Aim of the task
Below are records to print word for word; include none of their pictures.

Data
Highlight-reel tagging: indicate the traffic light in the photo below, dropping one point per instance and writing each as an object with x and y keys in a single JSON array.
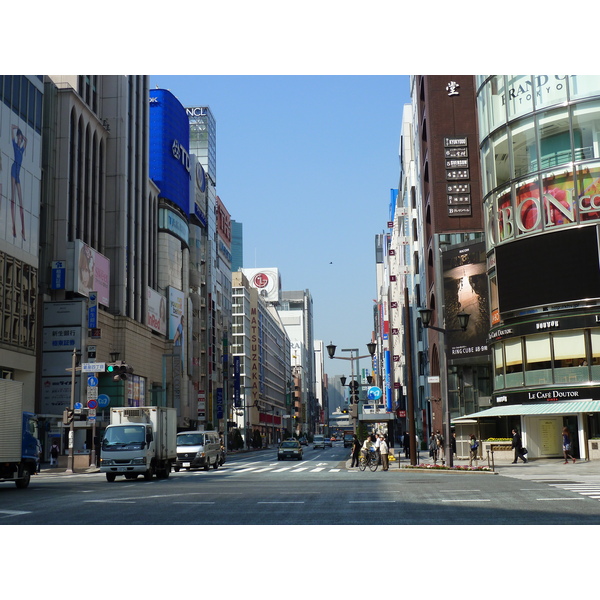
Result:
[
  {"x": 68, "y": 416},
  {"x": 119, "y": 370},
  {"x": 353, "y": 385}
]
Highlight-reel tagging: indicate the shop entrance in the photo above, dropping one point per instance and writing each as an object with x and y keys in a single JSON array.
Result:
[{"x": 570, "y": 421}]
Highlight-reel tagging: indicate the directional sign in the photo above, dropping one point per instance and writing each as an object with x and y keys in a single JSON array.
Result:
[
  {"x": 374, "y": 393},
  {"x": 59, "y": 274},
  {"x": 93, "y": 367}
]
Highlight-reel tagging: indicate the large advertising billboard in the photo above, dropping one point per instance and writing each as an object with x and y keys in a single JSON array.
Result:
[
  {"x": 466, "y": 290},
  {"x": 20, "y": 175},
  {"x": 170, "y": 165},
  {"x": 156, "y": 317},
  {"x": 92, "y": 273}
]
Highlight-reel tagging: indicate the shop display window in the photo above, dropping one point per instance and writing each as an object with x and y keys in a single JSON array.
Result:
[
  {"x": 570, "y": 361},
  {"x": 539, "y": 360}
]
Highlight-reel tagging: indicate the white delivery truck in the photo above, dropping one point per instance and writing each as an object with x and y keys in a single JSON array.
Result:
[
  {"x": 18, "y": 436},
  {"x": 139, "y": 441}
]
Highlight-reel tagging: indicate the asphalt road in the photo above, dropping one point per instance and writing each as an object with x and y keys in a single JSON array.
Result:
[{"x": 256, "y": 489}]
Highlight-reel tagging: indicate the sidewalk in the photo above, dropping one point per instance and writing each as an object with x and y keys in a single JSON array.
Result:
[{"x": 536, "y": 468}]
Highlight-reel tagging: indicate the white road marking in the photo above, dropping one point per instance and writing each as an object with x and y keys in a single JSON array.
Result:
[
  {"x": 14, "y": 513},
  {"x": 468, "y": 500}
]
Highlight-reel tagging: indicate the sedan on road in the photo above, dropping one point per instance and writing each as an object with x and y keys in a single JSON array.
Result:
[{"x": 289, "y": 449}]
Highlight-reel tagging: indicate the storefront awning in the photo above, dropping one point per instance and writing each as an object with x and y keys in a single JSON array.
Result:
[{"x": 545, "y": 408}]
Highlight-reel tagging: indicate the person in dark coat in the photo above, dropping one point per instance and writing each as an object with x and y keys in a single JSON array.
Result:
[
  {"x": 518, "y": 447},
  {"x": 355, "y": 451},
  {"x": 406, "y": 444}
]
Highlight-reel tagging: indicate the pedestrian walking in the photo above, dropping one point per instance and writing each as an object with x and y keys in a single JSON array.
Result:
[
  {"x": 454, "y": 444},
  {"x": 384, "y": 451},
  {"x": 54, "y": 452},
  {"x": 406, "y": 444},
  {"x": 433, "y": 448},
  {"x": 518, "y": 447},
  {"x": 473, "y": 447},
  {"x": 355, "y": 451},
  {"x": 567, "y": 445},
  {"x": 367, "y": 445},
  {"x": 38, "y": 466},
  {"x": 377, "y": 444}
]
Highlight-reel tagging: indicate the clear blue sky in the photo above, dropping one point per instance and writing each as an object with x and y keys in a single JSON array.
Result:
[{"x": 306, "y": 163}]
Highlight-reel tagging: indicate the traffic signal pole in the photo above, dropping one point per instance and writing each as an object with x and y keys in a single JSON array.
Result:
[{"x": 70, "y": 458}]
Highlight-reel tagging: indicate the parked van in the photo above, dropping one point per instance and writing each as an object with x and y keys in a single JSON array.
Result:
[{"x": 198, "y": 449}]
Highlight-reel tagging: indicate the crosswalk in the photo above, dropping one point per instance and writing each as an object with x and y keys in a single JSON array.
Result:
[
  {"x": 276, "y": 467},
  {"x": 589, "y": 490}
]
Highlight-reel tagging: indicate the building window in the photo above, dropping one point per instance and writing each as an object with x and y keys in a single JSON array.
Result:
[
  {"x": 570, "y": 364},
  {"x": 539, "y": 360}
]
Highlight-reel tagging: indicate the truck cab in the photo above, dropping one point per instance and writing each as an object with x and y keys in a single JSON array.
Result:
[{"x": 198, "y": 449}]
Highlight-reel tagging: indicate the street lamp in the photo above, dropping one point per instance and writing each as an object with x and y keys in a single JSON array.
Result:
[
  {"x": 463, "y": 321},
  {"x": 371, "y": 347}
]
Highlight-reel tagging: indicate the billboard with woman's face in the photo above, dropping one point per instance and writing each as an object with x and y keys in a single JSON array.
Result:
[{"x": 92, "y": 273}]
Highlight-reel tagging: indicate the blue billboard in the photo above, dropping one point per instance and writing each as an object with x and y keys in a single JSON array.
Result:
[{"x": 170, "y": 163}]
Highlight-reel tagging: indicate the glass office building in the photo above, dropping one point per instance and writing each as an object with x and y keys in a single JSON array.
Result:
[{"x": 540, "y": 161}]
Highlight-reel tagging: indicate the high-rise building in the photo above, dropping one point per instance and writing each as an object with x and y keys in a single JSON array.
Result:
[
  {"x": 21, "y": 265},
  {"x": 237, "y": 245},
  {"x": 261, "y": 371},
  {"x": 99, "y": 242},
  {"x": 539, "y": 137}
]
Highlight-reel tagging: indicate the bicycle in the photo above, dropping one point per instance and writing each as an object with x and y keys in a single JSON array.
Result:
[{"x": 370, "y": 461}]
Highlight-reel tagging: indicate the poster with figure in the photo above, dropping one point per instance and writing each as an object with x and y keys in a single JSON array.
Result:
[
  {"x": 466, "y": 290},
  {"x": 92, "y": 272},
  {"x": 20, "y": 176}
]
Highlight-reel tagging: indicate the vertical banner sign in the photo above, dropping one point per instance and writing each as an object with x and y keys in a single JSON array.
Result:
[
  {"x": 93, "y": 310},
  {"x": 219, "y": 403},
  {"x": 59, "y": 274},
  {"x": 236, "y": 382},
  {"x": 388, "y": 386}
]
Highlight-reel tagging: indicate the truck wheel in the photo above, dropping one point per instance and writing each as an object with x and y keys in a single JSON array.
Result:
[{"x": 24, "y": 481}]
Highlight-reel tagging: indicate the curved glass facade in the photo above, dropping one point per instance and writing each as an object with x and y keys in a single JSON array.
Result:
[
  {"x": 539, "y": 139},
  {"x": 540, "y": 151}
]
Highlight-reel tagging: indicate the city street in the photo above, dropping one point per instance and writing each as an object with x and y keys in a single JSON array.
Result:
[{"x": 255, "y": 489}]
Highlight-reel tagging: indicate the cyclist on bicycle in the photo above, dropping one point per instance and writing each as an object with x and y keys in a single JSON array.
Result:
[{"x": 368, "y": 445}]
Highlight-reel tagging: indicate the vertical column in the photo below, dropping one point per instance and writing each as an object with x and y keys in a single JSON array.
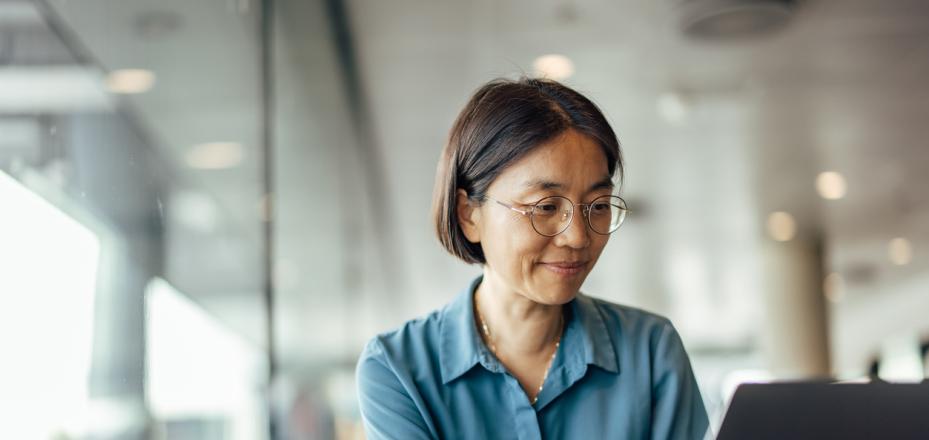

Solution for this exercise
Highlight-reel tagging: indicate the traffic light in the photo below, dropping one point per instance and writing each as an object with x and y keys in a single JSON array.
Result:
[
  {"x": 68, "y": 416},
  {"x": 119, "y": 370},
  {"x": 353, "y": 385}
]
Highlight-reel tagging: indicate the shop entrance in the photo above, dropping one point per instance and writing each as an object with x and y keys in a single JSON array.
Result:
[{"x": 570, "y": 421}]
Highlight-reel tagging: indicate the directional sign in the photo above, dropping one point per instance and writing each as an object with x and y keys in a single JSON array.
Result:
[
  {"x": 374, "y": 393},
  {"x": 59, "y": 274},
  {"x": 93, "y": 367}
]
Highlight-reel tagging: indicate the large advertising billboard in the photo above, dropping one point per instance and writing each as an object with x and y keys in a single JSON array.
Result:
[
  {"x": 466, "y": 290},
  {"x": 20, "y": 175},
  {"x": 170, "y": 165},
  {"x": 156, "y": 317},
  {"x": 92, "y": 273}
]
Highlight-reel tagging: indicate the shop display window in the photo above, dropping one point per instance and writing each as an object with x and y keys in a single JSON array.
Result:
[
  {"x": 570, "y": 361},
  {"x": 539, "y": 360}
]
Highlight-reel tagging: indicate the white delivery truck in the photo above, dropping one point per instance and writing each as an object with x and y keys in a single JSON array.
Result:
[
  {"x": 18, "y": 436},
  {"x": 139, "y": 441}
]
Highlight-reel tagging: indicate the asphalt road in the photo above, dropping one point per instance and writing each as an object with x and y keys in a single JSON array.
Result:
[{"x": 256, "y": 489}]
Highlight-reel tagging: indicate the sidewalk in the photo above, dropping one point per instance and writing each as an object with x and y keys in a single JSON array.
Result:
[{"x": 536, "y": 468}]
Highlight-reel tagging: indicate the white road marking in the photo above, dropping one point per instance and writing each as an object with x and y keys in a single JSON array.
Result:
[
  {"x": 14, "y": 513},
  {"x": 468, "y": 500}
]
Highlight-reel tagging: indicate the sedan on road in the photo above, dropping one point per instance and writing each as an object with x and y keys in a single JSON array.
Result:
[{"x": 289, "y": 449}]
Highlight-reel tagging: indicate the storefront awning in the photo above, dropping one point per instance and writing each as an object with x and y keys in a single JSON array.
Result:
[{"x": 545, "y": 408}]
Highlight-reel tagging: indicate the person in dark coat in the photo above, dropping one point per instance and writing each as an object with x and y keys in a single JSON array.
Result:
[
  {"x": 518, "y": 447},
  {"x": 355, "y": 451},
  {"x": 406, "y": 444}
]
Highlight-reel tagging: indicate the pedestrian walking in the photo above, dropping one point per instance and writing each as an object with x and y keys in a single JSON array.
Result:
[
  {"x": 454, "y": 444},
  {"x": 384, "y": 451},
  {"x": 54, "y": 452},
  {"x": 406, "y": 444},
  {"x": 433, "y": 448},
  {"x": 518, "y": 447},
  {"x": 473, "y": 447},
  {"x": 355, "y": 451},
  {"x": 567, "y": 445},
  {"x": 367, "y": 445},
  {"x": 38, "y": 466},
  {"x": 377, "y": 444}
]
Highlight-reel tagging: indicate the clear blue sky in the photo above, dropping one point per instance and writing each as an object with x and y keys in a single JSON array.
Result:
[{"x": 306, "y": 163}]
Highlight-reel tagging: indicate the traffic signal pole in the photo above, dropping one point per instance and writing each as an object with x and y keys in a single JSON array.
Result:
[{"x": 70, "y": 458}]
Highlight-reel tagging: indicate the parked van in the photo above, dropping one point per instance and writing each as an object with x and y keys in a single JSON array.
Result:
[{"x": 198, "y": 449}]
Highlight-reel tagging: indicate the crosswalk in the photo above, dropping one point per instance and writing each as an object with x and y keys in a single JSON array.
Result:
[
  {"x": 276, "y": 467},
  {"x": 589, "y": 490}
]
Highlight-reel tagging: indicate the building window in the photo above, dropping one point per instance and writing each as an object with x and y keys in a single JSON array.
Result:
[
  {"x": 570, "y": 364},
  {"x": 539, "y": 360}
]
Highlight-reel tagging: indicate the truck cab in the photo above, dropping one point per instance and writing each as an object with x and y keys in a single JSON array.
Result:
[{"x": 198, "y": 449}]
Highlight-reel tagging: indicate the street lamp in the photo above, dropping one point per instance and writing each as an object with x and y keys in a single JSON array.
Result:
[
  {"x": 463, "y": 321},
  {"x": 371, "y": 347}
]
Highlight-reel tagging: indicate the billboard with woman's face in the photo above, dropping one point per instance and writing each as an object with x and y keys in a single JSON array.
Result:
[{"x": 92, "y": 273}]
Highlight-reel tagging: indicate the blue billboard in the photo above, dropping one point per instance and writing each as an object with x and y keys in a single JSON array.
Result:
[{"x": 170, "y": 163}]
Highlight-reel tagging: indicate the glass office building in the photo above, dropping one point per instance and writing each as an object with x and y keys in a single JSON array.
Result:
[{"x": 540, "y": 161}]
Highlight-reel tagging: indicate the high-rise building in the photo above, dropping one point per instance and writing each as an object with x and y keys in a single JSON array.
Result:
[
  {"x": 21, "y": 265},
  {"x": 237, "y": 245},
  {"x": 261, "y": 371},
  {"x": 99, "y": 242},
  {"x": 539, "y": 137}
]
Highlight-reel tagging: indicate the bicycle in the photo above, dropping one point per instance and writing each as an object with x and y keys in a single JSON array.
Result:
[{"x": 370, "y": 461}]
Highlight-reel tagging: indicate the poster with figure in the photo above, dropping one point per instance and writing each as an object with x and y keys in a single JSON array.
Result:
[
  {"x": 466, "y": 290},
  {"x": 92, "y": 272},
  {"x": 20, "y": 176}
]
Highlight-reel tagging: indicate the vertical banner sign in the photo above, dropping one point per instance and writing each as an object with x and y keys in a single JSON array.
Result:
[
  {"x": 93, "y": 310},
  {"x": 219, "y": 403},
  {"x": 59, "y": 274},
  {"x": 236, "y": 382},
  {"x": 388, "y": 386}
]
Highlight-reel tagging: indicate the truck wheel in the photo above, dropping one point per instance and writing each as an object with x and y keys in a single JSON array.
Result:
[{"x": 24, "y": 481}]
Highlight-reel tagging: indicate the curved glass facade in the photo above, dropping one point per instance and writing each as an object with x and y keys in a single JSON array.
Result:
[
  {"x": 539, "y": 139},
  {"x": 540, "y": 151}
]
Highlight-reel tagging: indicate the city street in the photo above, dropping one point per instance and writing each as an object with x and y keys in a single JSON array.
Result:
[{"x": 255, "y": 489}]
Highlight-reel tagging: indicate the cyclist on bicycle in the photo above, dropping one point per instance and writing each as an object with x and y keys in a single JSON array.
Result:
[{"x": 368, "y": 445}]
Highlight-reel tagging: indicate the vertical column in the photo below, dropping one point per instance and writing each as an object with x and y keys in a single JSON array.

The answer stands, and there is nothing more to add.